------ PASSAGE TO READ
Alexie tells the cameras: “In her mind, she’s never been wrong in her life. Master manipulator — master — which is why people don’t confront her, which is why she lacks a lot of friends.”

Emilie, to Jemma seconds later: “I don’t know what she mastered at SMU. Maybe it was being a victim.” Jemma says she heard it was fashion. Jemma adds that she saw the same thing happen with Kimora — Emilie’s just not a good friend. Alexie says Emilie’s the queen of Delulu Land.


Suede & Jemma

Nicole pulls them together, and Suede doesn’t wait for an opening. She apologizes — directly, specifically, without deflection. She tells Jemma the Dylan situation blew up for both of them, there was no malicious intent, she was just being a bored 24-year-old. She tells her she understands what a slap in the face it must have been to hear. “It’s not what friends do. And if I was in your shoes, I would feel the same way.”

Jemma’s eyes fill. She tells Suede she looked up to her, that she genuinely saw her as someone she could go to for advice. Suede tells her she wants her to be comfortable, and if she ever does something like that again, Jemma should call her on it directly.

Suede tells the cameras: “I got got by a boy. And it makes me take a step back and realize where I put Dylan in my life. Period.”

Nicole notices Jemma’s tears and checks in. The three of them sit together, settled. Suede: “This is how we solve issues as a friend group.”

The contrast with the table twenty feet away where Emilie just walked out of sits in the air without anyone needing to say it.


Nicole & Emma

Preston tells Nicole that Emma said Nicole talks about other people because if she talked about herself, nobody would listen. Nicole decides she needs to have the conversation.

They sit down — Nicole, Emma, and the weight of the entire season between them. Nicole says she heard Emma called her untrustworthy and boring. Emma says she’s careful about who she trusts, and someone who tells one friend’s business to another isn’t someone she’d open up to. Nicole says there’s a difference between someone’s business and common knowledge. Emma challenges her on what common knowledge means. The conversation goes in circles.
------------
------ RECORDS
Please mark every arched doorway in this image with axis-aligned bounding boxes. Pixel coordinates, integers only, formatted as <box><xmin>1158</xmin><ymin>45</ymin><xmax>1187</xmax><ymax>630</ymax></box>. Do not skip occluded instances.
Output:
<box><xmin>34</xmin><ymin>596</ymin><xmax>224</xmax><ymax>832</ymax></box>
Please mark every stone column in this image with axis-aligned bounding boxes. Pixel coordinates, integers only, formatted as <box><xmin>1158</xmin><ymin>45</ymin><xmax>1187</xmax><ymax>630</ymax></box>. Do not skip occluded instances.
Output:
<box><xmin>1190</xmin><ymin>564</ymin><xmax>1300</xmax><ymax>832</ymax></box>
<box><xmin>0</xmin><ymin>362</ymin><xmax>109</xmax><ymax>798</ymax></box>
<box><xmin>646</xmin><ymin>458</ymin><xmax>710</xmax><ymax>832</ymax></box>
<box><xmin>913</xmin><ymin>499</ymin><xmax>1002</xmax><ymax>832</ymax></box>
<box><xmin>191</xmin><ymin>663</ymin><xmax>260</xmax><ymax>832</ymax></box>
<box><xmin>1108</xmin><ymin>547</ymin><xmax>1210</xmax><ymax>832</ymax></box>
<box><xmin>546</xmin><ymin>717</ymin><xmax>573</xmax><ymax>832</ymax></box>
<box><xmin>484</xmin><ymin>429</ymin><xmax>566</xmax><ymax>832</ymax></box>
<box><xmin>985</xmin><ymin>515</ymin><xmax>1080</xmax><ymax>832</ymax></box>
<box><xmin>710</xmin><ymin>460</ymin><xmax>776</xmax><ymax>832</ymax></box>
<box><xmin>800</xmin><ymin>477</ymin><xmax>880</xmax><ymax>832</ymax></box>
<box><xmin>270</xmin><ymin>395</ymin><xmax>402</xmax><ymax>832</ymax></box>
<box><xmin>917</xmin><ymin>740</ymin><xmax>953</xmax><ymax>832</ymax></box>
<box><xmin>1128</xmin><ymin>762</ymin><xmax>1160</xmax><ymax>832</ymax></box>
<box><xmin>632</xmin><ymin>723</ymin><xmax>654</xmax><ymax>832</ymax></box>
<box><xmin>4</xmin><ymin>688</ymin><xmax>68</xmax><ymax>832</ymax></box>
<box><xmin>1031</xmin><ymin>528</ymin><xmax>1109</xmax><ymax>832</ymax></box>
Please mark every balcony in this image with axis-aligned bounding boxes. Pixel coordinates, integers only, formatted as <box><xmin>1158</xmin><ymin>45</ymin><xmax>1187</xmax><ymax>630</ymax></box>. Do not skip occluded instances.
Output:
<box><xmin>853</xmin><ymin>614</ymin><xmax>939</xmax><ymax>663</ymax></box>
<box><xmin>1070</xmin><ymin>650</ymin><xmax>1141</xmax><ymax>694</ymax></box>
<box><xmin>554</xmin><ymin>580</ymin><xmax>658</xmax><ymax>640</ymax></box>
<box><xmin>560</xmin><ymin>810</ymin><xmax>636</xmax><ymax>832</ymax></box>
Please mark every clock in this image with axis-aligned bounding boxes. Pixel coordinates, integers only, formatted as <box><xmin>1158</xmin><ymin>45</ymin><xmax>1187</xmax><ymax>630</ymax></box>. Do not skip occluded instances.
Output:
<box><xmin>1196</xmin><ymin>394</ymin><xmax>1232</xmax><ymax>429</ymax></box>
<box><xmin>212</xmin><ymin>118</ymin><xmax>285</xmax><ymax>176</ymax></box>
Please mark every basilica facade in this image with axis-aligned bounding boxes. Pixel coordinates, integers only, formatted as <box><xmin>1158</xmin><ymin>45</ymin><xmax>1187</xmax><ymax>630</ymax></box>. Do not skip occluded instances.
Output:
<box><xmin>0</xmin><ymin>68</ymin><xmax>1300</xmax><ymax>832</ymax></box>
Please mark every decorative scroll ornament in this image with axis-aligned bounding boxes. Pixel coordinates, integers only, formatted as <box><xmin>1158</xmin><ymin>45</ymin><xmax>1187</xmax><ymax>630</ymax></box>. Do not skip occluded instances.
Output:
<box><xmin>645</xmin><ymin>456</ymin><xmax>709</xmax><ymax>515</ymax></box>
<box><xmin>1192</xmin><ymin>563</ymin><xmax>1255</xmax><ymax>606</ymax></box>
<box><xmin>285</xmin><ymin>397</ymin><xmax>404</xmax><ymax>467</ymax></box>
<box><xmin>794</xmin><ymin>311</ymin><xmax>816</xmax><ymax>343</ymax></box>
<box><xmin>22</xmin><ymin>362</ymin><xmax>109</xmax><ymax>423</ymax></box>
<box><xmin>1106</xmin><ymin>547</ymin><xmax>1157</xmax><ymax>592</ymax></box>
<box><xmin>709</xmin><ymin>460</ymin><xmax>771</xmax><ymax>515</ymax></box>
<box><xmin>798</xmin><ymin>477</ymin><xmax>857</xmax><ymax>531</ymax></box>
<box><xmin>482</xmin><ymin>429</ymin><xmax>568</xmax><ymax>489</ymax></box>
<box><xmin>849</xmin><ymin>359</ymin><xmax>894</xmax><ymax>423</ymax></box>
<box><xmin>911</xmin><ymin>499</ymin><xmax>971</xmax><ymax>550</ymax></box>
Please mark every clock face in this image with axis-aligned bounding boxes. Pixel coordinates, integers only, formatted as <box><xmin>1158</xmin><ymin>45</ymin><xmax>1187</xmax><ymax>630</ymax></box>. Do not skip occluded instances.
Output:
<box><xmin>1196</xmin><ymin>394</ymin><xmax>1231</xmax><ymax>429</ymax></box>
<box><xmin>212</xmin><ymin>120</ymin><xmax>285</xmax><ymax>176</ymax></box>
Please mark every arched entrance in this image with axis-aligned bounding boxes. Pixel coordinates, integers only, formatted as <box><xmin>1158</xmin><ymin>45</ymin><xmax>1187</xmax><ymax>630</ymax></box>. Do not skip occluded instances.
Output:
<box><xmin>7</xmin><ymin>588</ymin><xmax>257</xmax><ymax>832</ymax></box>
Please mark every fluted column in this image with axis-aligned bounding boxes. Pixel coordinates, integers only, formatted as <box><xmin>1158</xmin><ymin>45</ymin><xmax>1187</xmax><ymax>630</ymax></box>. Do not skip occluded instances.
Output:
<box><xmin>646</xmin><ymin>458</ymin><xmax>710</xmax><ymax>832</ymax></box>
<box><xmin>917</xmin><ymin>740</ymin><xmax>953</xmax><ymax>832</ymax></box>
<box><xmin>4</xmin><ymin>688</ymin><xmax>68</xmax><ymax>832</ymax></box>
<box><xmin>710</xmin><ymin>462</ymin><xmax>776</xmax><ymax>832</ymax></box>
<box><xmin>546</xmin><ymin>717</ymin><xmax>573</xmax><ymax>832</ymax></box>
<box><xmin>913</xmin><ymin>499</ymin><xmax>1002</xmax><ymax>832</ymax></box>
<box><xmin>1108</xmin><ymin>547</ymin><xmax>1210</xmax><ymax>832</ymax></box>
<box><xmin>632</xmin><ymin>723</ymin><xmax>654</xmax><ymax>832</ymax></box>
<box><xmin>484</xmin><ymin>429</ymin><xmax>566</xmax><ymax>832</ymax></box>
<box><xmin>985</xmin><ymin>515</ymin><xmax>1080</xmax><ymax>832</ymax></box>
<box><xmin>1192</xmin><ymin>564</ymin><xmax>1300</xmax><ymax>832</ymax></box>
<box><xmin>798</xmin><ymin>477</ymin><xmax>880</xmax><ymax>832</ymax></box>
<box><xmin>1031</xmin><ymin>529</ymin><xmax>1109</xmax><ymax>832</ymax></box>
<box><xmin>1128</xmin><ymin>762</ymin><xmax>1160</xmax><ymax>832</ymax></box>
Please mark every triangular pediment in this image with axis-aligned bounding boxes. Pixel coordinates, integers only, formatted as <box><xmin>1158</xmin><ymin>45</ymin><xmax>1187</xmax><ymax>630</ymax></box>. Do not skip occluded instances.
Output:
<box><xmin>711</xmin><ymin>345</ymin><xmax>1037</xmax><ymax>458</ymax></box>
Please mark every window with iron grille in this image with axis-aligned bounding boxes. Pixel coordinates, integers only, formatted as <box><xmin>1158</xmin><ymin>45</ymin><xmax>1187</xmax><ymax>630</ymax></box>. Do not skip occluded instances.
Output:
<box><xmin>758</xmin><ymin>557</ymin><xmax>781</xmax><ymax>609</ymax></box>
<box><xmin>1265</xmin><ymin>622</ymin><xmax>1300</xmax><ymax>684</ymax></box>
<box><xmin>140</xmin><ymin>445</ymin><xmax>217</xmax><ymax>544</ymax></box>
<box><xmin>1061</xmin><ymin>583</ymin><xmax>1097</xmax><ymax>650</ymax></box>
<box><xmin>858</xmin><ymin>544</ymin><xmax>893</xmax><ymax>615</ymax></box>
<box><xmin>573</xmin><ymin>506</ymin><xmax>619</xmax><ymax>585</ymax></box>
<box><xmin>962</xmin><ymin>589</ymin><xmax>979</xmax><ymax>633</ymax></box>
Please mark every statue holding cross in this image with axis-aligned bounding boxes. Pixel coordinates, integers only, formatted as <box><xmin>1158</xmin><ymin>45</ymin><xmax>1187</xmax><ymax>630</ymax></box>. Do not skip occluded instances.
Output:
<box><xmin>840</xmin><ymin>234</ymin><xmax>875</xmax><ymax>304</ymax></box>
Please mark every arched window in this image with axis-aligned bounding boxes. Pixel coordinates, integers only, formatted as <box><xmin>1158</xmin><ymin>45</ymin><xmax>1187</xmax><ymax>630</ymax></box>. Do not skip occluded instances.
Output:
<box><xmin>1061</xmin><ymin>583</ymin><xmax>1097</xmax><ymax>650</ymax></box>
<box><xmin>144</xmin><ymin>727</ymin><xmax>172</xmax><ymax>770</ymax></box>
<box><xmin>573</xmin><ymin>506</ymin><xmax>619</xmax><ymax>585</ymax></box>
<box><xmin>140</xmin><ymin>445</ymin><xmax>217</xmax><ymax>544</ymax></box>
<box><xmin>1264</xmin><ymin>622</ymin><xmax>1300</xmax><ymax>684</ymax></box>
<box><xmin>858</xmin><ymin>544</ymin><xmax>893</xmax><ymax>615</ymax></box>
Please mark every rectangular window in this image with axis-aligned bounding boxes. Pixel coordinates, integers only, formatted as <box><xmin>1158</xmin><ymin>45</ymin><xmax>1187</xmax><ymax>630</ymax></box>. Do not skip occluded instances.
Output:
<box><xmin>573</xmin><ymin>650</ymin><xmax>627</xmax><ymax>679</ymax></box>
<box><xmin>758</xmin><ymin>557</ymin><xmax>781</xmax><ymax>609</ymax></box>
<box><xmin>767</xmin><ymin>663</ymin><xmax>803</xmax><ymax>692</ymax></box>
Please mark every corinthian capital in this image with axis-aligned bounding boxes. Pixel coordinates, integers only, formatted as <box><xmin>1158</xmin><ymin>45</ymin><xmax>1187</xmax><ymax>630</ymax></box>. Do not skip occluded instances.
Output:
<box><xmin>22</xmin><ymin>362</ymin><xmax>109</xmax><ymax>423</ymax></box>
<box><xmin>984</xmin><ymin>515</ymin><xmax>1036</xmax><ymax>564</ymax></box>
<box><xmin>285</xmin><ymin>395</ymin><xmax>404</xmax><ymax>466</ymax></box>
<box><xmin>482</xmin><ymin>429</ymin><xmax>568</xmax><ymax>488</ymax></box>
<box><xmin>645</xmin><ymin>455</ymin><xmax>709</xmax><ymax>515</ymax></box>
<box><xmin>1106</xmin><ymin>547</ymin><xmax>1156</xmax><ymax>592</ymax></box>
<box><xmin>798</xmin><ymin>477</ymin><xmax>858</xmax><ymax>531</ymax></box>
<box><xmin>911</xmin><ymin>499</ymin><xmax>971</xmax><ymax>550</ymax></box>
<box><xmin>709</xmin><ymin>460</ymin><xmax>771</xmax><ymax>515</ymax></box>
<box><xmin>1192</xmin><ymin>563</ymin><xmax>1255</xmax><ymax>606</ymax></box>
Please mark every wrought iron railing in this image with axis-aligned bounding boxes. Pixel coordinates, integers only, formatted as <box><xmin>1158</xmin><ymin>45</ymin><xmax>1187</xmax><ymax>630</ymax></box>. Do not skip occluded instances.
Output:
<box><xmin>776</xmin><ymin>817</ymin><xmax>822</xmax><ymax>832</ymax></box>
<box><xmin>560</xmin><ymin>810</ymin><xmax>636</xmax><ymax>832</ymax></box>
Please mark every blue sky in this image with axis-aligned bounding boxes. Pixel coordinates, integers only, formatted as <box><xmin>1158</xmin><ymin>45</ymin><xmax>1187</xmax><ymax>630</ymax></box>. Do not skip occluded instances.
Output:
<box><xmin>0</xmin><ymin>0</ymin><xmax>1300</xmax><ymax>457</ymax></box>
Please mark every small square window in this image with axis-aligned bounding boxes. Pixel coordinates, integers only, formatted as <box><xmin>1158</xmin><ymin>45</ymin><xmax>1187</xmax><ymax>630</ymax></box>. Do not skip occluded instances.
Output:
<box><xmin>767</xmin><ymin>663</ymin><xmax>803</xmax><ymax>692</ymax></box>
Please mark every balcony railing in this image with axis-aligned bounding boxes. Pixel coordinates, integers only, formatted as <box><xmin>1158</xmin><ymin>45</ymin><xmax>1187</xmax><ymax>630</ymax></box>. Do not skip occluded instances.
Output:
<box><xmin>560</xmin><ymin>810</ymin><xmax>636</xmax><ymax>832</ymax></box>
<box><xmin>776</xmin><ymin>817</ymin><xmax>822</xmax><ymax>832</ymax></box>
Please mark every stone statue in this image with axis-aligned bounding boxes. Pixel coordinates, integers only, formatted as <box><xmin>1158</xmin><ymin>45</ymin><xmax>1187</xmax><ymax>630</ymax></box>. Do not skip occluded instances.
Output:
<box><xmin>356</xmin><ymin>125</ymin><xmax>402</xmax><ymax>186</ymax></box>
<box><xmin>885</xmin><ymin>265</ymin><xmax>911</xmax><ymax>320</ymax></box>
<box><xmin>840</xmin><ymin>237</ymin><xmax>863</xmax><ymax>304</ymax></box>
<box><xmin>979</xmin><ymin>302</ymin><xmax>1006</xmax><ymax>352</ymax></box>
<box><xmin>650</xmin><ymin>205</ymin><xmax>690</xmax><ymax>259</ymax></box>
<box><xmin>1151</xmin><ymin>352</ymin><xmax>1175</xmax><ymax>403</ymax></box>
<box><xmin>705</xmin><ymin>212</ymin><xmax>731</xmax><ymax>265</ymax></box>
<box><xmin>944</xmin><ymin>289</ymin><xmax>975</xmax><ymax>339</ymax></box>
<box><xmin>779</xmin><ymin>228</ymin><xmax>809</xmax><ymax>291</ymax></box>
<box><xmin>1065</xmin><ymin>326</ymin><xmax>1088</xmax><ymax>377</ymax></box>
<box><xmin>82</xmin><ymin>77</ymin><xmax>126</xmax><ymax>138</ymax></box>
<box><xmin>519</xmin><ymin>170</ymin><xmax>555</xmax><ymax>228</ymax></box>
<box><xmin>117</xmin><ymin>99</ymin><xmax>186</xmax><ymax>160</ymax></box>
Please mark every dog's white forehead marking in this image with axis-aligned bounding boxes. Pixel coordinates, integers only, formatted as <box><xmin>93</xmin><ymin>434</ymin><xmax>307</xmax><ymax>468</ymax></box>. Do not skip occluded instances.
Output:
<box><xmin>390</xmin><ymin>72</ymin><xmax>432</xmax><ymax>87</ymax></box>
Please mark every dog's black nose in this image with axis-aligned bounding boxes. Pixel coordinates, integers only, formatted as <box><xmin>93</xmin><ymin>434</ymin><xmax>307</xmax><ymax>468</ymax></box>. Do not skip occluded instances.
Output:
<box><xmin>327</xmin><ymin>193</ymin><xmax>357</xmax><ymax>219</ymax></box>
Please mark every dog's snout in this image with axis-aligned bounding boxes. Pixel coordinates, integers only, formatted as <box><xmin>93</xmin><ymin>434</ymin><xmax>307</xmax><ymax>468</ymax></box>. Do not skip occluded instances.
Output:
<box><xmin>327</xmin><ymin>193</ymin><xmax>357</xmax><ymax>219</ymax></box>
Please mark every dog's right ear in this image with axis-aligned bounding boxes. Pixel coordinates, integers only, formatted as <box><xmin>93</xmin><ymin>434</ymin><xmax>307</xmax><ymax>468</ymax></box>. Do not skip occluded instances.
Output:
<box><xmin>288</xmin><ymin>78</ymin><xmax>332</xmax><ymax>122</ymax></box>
------------
**WHAT IS BEING ASKED**
Extract the portion of the reality-show recap from "Nicole pulls them" to "on it directly.", copying it word for word. The lines after the recap are separate material.

**RESPONSE FOR THIS EXERCISE**
Nicole pulls them together, and Suede doesn’t wait for an opening. She apologizes — directly, specifically, without deflection. She tells Jemma the Dylan situation blew up for both of them, there was no malicious intent, she was just being a bored 24-year-old. She tells her she understands what a slap in the face it must have been to hear. “It’s not what friends do. And if I was in your shoes, I would feel the same way.”

Jemma’s eyes fill. She tells Suede she looked up to her, that she genuinely saw her as someone she could go to for advice. Suede tells her she wants her to be comfortable, and if she ever does something like that again, Jemma should call her on it directly.